■ **EXERCISE DETAILS**
Filter out every line below that lacks "woman", and copy the rest.

(Natural-language object grounding data)
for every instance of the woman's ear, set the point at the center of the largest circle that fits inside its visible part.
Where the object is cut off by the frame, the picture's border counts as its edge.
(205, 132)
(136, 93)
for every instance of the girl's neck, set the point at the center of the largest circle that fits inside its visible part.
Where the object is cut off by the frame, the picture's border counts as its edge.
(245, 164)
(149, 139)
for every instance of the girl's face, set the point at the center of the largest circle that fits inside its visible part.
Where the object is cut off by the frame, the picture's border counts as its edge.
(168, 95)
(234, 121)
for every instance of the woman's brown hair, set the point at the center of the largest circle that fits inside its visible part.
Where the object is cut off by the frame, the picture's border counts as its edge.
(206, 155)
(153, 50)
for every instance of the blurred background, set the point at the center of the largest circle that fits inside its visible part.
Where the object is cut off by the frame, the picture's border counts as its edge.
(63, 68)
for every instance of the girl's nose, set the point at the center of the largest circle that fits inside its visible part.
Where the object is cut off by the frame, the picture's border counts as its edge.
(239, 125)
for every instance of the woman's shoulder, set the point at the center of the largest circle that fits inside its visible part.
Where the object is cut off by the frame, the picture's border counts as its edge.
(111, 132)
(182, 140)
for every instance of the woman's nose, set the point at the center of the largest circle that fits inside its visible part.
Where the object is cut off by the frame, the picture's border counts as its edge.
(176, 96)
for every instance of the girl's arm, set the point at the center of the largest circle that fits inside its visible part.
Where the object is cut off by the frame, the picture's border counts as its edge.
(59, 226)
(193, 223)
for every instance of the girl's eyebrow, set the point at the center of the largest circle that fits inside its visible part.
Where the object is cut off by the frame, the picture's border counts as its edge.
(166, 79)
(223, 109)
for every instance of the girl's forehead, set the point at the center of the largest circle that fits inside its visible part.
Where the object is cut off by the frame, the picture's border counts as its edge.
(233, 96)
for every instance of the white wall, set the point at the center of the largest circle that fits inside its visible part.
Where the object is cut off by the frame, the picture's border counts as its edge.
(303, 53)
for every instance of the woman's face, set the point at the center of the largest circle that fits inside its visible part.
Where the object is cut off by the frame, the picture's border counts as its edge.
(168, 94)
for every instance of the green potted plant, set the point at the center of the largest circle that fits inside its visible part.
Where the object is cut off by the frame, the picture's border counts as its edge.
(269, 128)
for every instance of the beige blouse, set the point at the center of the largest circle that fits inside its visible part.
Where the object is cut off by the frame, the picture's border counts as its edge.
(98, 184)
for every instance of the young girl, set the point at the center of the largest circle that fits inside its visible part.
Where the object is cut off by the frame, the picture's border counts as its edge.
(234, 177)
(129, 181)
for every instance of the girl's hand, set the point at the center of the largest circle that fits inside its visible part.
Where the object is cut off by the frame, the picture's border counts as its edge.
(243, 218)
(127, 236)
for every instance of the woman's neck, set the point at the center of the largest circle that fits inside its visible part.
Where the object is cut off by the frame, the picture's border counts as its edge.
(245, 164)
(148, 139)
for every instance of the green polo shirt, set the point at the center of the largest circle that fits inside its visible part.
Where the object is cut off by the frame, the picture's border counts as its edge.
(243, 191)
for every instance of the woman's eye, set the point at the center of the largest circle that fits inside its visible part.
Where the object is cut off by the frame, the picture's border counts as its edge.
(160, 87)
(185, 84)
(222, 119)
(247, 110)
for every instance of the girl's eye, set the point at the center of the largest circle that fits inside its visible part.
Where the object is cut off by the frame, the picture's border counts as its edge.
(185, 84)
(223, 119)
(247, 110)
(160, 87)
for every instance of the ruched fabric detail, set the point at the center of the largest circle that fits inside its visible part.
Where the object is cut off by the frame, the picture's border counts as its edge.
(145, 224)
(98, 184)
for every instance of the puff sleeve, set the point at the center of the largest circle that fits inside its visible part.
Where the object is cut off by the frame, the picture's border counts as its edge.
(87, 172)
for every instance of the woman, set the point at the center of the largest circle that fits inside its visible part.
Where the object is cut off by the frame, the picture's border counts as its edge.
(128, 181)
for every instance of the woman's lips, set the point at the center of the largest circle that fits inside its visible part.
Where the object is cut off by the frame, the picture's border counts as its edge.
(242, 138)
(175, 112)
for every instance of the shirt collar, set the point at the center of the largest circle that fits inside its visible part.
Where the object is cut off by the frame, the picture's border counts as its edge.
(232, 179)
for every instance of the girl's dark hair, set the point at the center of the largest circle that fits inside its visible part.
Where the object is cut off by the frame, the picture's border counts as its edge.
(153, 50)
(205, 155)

■ **RESPONSE FOR THIS EXERCISE**
for every instance of the woman's ear, set the point at the center of the largest circle that fits inside its visible part.
for every instance of the woman's brown hair, set the point at the center of the largest circle that fits inside its visible part.
for every instance of the woman's shoulder, set the point at the center of the largest circle that fits inside its visible part.
for every instance of the woman's nose, set the point at the center of the largest circle that fits inside its visible part.
for every instance of the woman's face, set the point at the center of the largest circle that fits inside its visible part.
for every instance of the woman's neck, set the point at the center of the largest circle that fits inside its visible part.
for every instance of the woman's eye, set the point at the center of the largest circle that fits inside its visible part.
for every instance of the woman, set the point at the center of the largest circle that fits inside its visible part.
for every instance of the woman's lips, set the point at the center of the largest circle that fits inside its visible part.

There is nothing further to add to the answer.